**Problem statement:**
Reproduce the records verbatim, starting at the beginning of the records and ending at the line that contains "M159 393L159 392L155", with both ends included. Omit the pictures from your answer.

**Input material:**
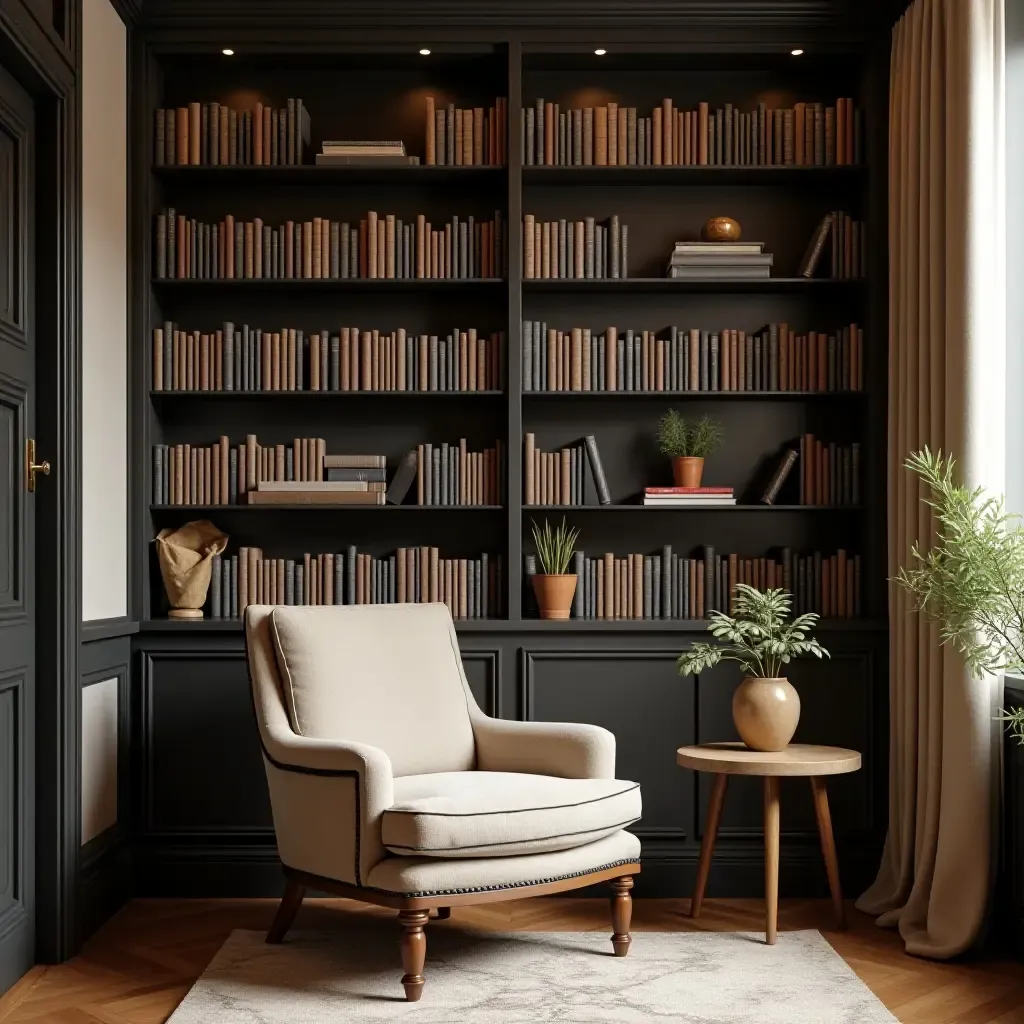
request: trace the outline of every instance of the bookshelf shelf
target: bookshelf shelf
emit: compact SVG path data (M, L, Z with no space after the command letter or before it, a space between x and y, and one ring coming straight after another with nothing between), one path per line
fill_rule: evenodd
M461 288L495 288L502 278L154 278L153 287L167 291L310 292L453 292Z
M504 505L151 505L158 512L501 512Z
M154 401L276 401L279 398L358 400L402 398L501 398L504 391L151 391Z
M703 514L719 512L860 512L861 505L715 505L711 508L699 508L692 505L658 507L656 505L523 505L523 512L669 512L677 515L680 512L700 512Z
M801 292L859 292L864 282L858 278L710 278L690 281L678 278L530 278L522 283L524 292L602 292L630 294L649 292L733 293L751 295L792 295Z
M159 393L159 392L155 392ZM866 391L523 391L522 397L581 398L604 400L605 398L689 398L693 401L810 401L863 399Z
M660 412L658 403L678 403L687 413L689 410L711 412L722 421L726 447L721 459L727 476L737 480L755 479L758 468L770 453L791 443L802 433L813 432L827 441L859 441L865 477L862 493L873 503L880 488L872 486L867 477L874 472L880 453L868 451L872 443L876 449L878 445L878 437L872 440L873 435L869 436L868 417L880 409L884 414L884 402L879 404L877 393L884 359L880 361L881 347L876 338L883 336L885 317L880 312L884 303L876 301L876 286L869 279L782 275L702 280L522 278L521 223L524 214L532 214L542 222L581 217L595 217L602 222L614 214L621 224L629 227L630 266L637 273L654 274L659 274L665 267L674 241L698 238L702 223L711 216L734 216L743 226L744 238L763 240L766 251L775 254L775 269L781 273L800 265L815 225L820 224L828 212L843 209L850 217L868 221L879 216L872 210L884 208L884 174L873 159L884 147L880 150L879 139L867 144L866 96L861 95L862 87L849 68L844 73L849 77L836 81L829 61L807 71L811 68L809 61L799 68L788 60L751 62L751 54L737 52L723 53L721 61L716 57L691 66L690 58L694 54L687 53L683 59L680 53L676 54L680 57L678 62L656 65L650 71L653 78L649 78L645 53L637 44L632 47L629 60L617 65L612 57L603 62L592 61L589 52L578 60L570 47L566 53L552 51L548 63L549 57L541 59L530 51L529 45L516 44L501 53L476 54L465 65L461 58L445 56L441 71L440 61L422 62L410 58L407 67L403 61L408 55L398 58L395 54L378 54L371 47L360 54L358 68L336 67L329 61L328 70L304 63L298 52L292 52L285 44L280 53L269 55L265 61L261 58L260 62L246 66L246 75L251 78L251 81L246 78L246 87L254 90L254 94L262 90L268 95L276 91L281 95L303 97L311 123L310 151L313 153L326 138L401 138L408 152L425 161L423 114L427 110L427 95L445 92L445 105L450 96L457 108L462 102L471 106L482 103L486 108L494 96L507 96L505 156L501 156L501 148L485 151L490 159L495 159L497 153L497 159L506 161L500 166L430 166L425 163L416 166L316 166L312 163L299 166L170 166L154 163L152 144L141 146L136 155L135 170L137 179L144 182L145 196L140 195L136 212L147 228L138 287L145 293L146 330L171 323L185 332L206 333L216 332L222 323L231 322L255 325L266 332L278 330L276 325L298 319L305 322L297 325L303 329L347 323L357 324L360 330L377 329L382 334L401 327L410 333L443 337L451 325L464 324L488 335L504 333L501 376L492 375L486 379L488 383L506 383L505 388L486 391L158 391L152 389L154 377L150 362L153 354L151 346L146 345L139 371L144 383L136 392L142 395L148 392L150 395L148 402L136 403L140 409L139 434L143 438L140 443L147 467L146 477L152 474L150 456L154 442L178 444L218 434L240 437L257 428L278 440L306 434L323 436L332 454L382 453L387 458L389 478L401 457L425 438L465 436L470 439L470 446L501 439L507 461L499 493L517 496L506 505L486 506L178 506L151 505L154 490L147 485L144 497L138 502L139 516L146 528L176 525L189 516L210 515L232 526L228 530L236 538L232 545L243 543L240 539L245 537L244 543L262 542L269 548L273 535L287 528L286 520L293 513L319 512L329 514L307 516L303 520L303 534L308 540L304 537L302 543L308 543L312 551L331 550L325 545L338 539L332 534L340 534L344 540L356 540L367 550L393 545L410 534L415 534L416 541L423 544L458 537L466 551L489 551L503 556L503 598L505 606L513 612L507 621L472 626L461 624L460 629L464 630L559 633L567 629L599 633L604 630L686 632L703 628L702 623L689 622L596 621L564 625L531 624L521 620L518 611L524 593L523 555L531 551L530 515L571 518L582 513L584 537L581 544L588 550L591 546L607 545L601 550L637 551L640 550L638 545L655 547L674 542L678 550L690 547L696 551L707 543L719 553L729 551L760 556L773 545L784 544L793 550L820 548L822 551L860 545L865 567L870 566L871 572L870 577L865 573L863 607L868 612L878 610L884 601L883 588L877 587L874 581L874 570L880 564L879 552L863 550L879 544L881 512L872 505L751 504L705 509L644 506L642 498L637 496L645 483L664 478L666 472L653 445L655 421ZM163 67L165 59L166 67ZM492 60L495 61L494 74L490 74ZM859 56L851 60L859 67ZM240 87L241 67L237 62L212 61L202 73L208 78L200 76L209 94L204 98L230 105ZM791 69L797 72L796 78L791 77ZM199 74L189 62L179 63L177 56L158 54L154 70L160 71L155 80L161 83L154 106L180 108L196 99L186 94L196 85L195 76ZM741 72L734 81L733 70ZM371 74L368 76L367 72ZM486 74L481 75L481 72ZM837 96L856 95L857 105L863 106L865 112L865 120L860 125L863 136L858 148L848 153L856 152L855 159L864 162L825 166L525 165L527 150L519 136L519 114L523 108L528 108L537 97L562 94L568 97L573 90L580 90L583 95L588 89L609 97L618 94L620 109L633 105L638 101L631 95L636 89L638 74L648 76L651 83L657 81L656 88L665 96L679 97L685 93L691 98L697 96L705 80L710 93L715 95L735 89L736 95L731 101L737 111L756 109L773 92L779 96L803 95L807 100L820 99L826 103ZM288 83L287 91L281 92L285 82ZM358 112L337 105L336 98L341 95L337 90L342 84L358 86L354 93L359 97ZM575 105L574 99L557 101L563 102L563 110ZM646 103L645 98L643 104ZM779 100L779 105L785 103ZM368 134L378 129L383 134ZM785 130L784 124L781 130ZM150 142L152 139L147 140ZM762 141L762 153L763 145ZM312 161L310 151L300 159ZM210 143L209 153L212 152ZM786 152L796 157L800 151ZM825 159L843 158L837 150ZM236 194L239 197L237 204ZM359 218L366 217L370 210L394 212L407 223L419 214L438 226L449 223L453 217L459 217L462 222L469 215L483 223L483 217L492 216L500 208L505 218L502 230L504 264L480 263L476 269L494 270L499 266L506 269L508 276L156 278L153 243L157 221L153 214L171 206L179 215L196 216L201 224L213 224L230 212L237 224L250 224L260 218L264 225L271 226L289 219L301 222L313 215L331 218L332 222L358 225ZM880 225L870 226L867 238L872 245L881 245L884 237ZM442 239L439 244L443 246ZM873 272L877 253L871 249L868 255L868 270ZM172 262L167 265L172 266ZM827 272L829 265L825 261L818 272ZM386 299L381 301L384 296ZM740 296L742 300L736 301ZM520 346L524 321L551 324L558 331L581 325L592 331L603 331L608 326L624 325L660 332L667 324L675 324L699 327L701 331L728 328L745 331L748 335L765 324L784 323L800 335L812 331L838 333L855 322L862 327L866 337L863 349L866 373L861 378L863 390L522 391ZM196 382L195 377L172 375L171 379ZM310 378L305 379L308 383ZM802 382L816 380L810 373L800 379ZM165 375L164 380L169 378ZM311 400L307 403L304 399ZM694 406L694 402L699 404ZM703 407L706 402L708 406ZM539 445L545 447L593 433L602 453L612 494L629 497L622 504L608 506L523 505L518 496L523 477L521 443L527 432L535 433ZM152 481L146 479L145 482ZM556 492L544 492L545 497L552 493ZM593 493L588 489L587 494L593 500ZM748 494L754 498L760 496L755 489ZM415 495L414 489L410 497ZM160 494L158 497L167 496ZM204 497L209 497L209 492ZM392 522L391 518L378 522L372 515L353 515L338 520L335 529L332 515L348 511L420 512L424 516L414 517L415 525L410 522L396 530L393 523L383 525ZM646 525L629 514L640 511L653 513ZM236 516L240 512L245 515ZM620 515L609 518L594 516L594 512ZM670 518L680 512L689 513L690 518ZM732 515L719 516L720 512ZM436 513L456 513L456 516ZM758 519L745 513L774 515ZM163 595L153 567L144 565L141 572L140 617L145 617L161 606ZM181 631L189 627L169 624L167 628ZM200 627L217 628L209 624ZM232 624L228 622L219 628L230 629Z
M417 187L424 184L454 184L459 187L483 183L500 183L507 168L501 166L351 166L317 167L306 164L299 167L213 167L213 166L154 166L153 174L162 181L174 184L217 186L231 185L400 185Z
M838 167L681 166L681 167L524 167L527 185L748 185L776 184L806 186L811 183L844 184L859 182L866 171L862 165Z
M468 618L456 620L457 633L703 633L706 618L569 618L563 622L542 618ZM888 629L886 620L831 618L821 620L817 634L882 633ZM151 618L141 624L144 633L241 633L240 618L203 618L195 622L174 622Z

**The result:**
request: trace the outline of every instance of the bookshelf shelf
target: bookshelf shelf
emit: compact SVG path data (M, L, Z with no space after the command letter or before it, a space between x and y, and one ring coming straight after another with nothing between), one path per line
fill_rule: evenodd
M461 288L495 288L502 278L154 278L153 287L167 291L310 292L453 292Z
M504 505L151 505L158 512L501 512Z
M154 401L276 401L279 398L358 400L402 398L501 398L504 391L151 391Z
M703 514L719 512L860 512L861 505L715 505L711 508L699 508L692 505L658 507L656 505L523 505L523 512L669 512L677 515L680 512L700 512Z
M801 292L859 292L864 282L858 278L710 278L690 281L678 278L530 278L522 283L524 292L602 292L630 294L649 292L733 293L751 295L792 295Z
M159 393L159 392L155 392ZM866 391L523 391L522 397L581 398L604 400L605 398L689 398L693 401L810 401L863 399Z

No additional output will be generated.